TASK DETAILS:
Write out every record below exactly as it appears.

SOURCE RECORDS:
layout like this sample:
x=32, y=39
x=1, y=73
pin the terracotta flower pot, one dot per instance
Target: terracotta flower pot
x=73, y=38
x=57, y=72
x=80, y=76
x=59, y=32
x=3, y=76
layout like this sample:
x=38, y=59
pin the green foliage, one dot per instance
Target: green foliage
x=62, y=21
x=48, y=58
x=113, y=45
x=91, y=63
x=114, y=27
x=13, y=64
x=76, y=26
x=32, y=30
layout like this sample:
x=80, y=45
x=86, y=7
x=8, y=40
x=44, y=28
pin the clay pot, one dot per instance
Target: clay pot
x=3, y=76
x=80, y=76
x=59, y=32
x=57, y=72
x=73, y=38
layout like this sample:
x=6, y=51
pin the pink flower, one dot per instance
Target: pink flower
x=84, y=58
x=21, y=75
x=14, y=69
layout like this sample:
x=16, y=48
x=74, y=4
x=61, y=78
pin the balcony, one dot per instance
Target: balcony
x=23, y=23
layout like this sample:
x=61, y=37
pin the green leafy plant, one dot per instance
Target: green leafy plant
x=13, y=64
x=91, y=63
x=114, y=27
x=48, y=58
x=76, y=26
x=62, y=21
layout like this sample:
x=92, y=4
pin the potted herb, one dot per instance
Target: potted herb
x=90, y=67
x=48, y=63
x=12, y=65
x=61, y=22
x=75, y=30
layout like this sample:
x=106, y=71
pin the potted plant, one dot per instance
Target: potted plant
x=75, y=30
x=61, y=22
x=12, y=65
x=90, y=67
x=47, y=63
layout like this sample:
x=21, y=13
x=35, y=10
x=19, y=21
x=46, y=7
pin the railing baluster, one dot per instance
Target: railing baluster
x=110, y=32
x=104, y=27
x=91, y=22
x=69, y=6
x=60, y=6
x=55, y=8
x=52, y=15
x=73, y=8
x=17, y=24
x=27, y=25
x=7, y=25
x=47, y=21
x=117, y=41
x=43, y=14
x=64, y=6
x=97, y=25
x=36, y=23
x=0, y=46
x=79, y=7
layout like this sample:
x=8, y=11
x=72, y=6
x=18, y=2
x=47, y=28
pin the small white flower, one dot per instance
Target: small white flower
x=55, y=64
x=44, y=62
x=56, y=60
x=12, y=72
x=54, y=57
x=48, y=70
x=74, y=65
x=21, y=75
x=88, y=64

RIGHT ANSWER:
layout like this sample:
x=32, y=39
x=1, y=73
pin the terracotta flower pot, one dot per instance
Target: terracotta flower pot
x=73, y=38
x=57, y=72
x=80, y=76
x=59, y=32
x=3, y=76
layout like this sample:
x=38, y=59
pin the green foliage, one dot per instance
Target: green foliage
x=62, y=21
x=48, y=58
x=113, y=45
x=91, y=63
x=114, y=27
x=13, y=64
x=76, y=26
x=32, y=30
layout like this sample:
x=80, y=45
x=86, y=7
x=8, y=40
x=44, y=28
pin the clay pot, one dot per instance
Target: clay pot
x=3, y=76
x=80, y=76
x=59, y=32
x=57, y=72
x=73, y=38
layout like this sample:
x=6, y=51
pin the pink flower, one dot per instance
Target: pink flower
x=84, y=58
x=21, y=75
x=14, y=69
layout like this sample:
x=16, y=48
x=74, y=4
x=61, y=78
pin the balcony, one dot per instance
Target: balcony
x=23, y=23
layout like this sample:
x=61, y=37
pin the green leafy plant, one dot per instance
Target: green leafy plant
x=13, y=64
x=91, y=63
x=114, y=27
x=48, y=58
x=76, y=26
x=62, y=21
layout like this sample:
x=92, y=4
pin the potted herb, one dot per instance
Target: potted herb
x=90, y=67
x=48, y=63
x=12, y=65
x=61, y=22
x=75, y=30
layout like this sample:
x=106, y=71
pin the potted plant, one dot per instance
Target: potted plant
x=75, y=30
x=61, y=22
x=12, y=65
x=90, y=67
x=47, y=63
layout like this sample:
x=21, y=13
x=35, y=10
x=19, y=21
x=46, y=7
pin the railing baluster, one dot per instance
Target: railing baluster
x=110, y=32
x=104, y=27
x=91, y=22
x=69, y=6
x=60, y=6
x=55, y=8
x=52, y=15
x=73, y=8
x=17, y=24
x=27, y=25
x=7, y=25
x=47, y=21
x=117, y=41
x=43, y=14
x=64, y=6
x=97, y=25
x=36, y=23
x=0, y=46
x=79, y=7
layout like this sample:
x=8, y=11
x=72, y=6
x=18, y=2
x=47, y=28
pin the small white flower, one dot per instance
Target: small white flower
x=55, y=64
x=44, y=62
x=56, y=60
x=12, y=72
x=54, y=57
x=48, y=70
x=74, y=65
x=21, y=75
x=88, y=64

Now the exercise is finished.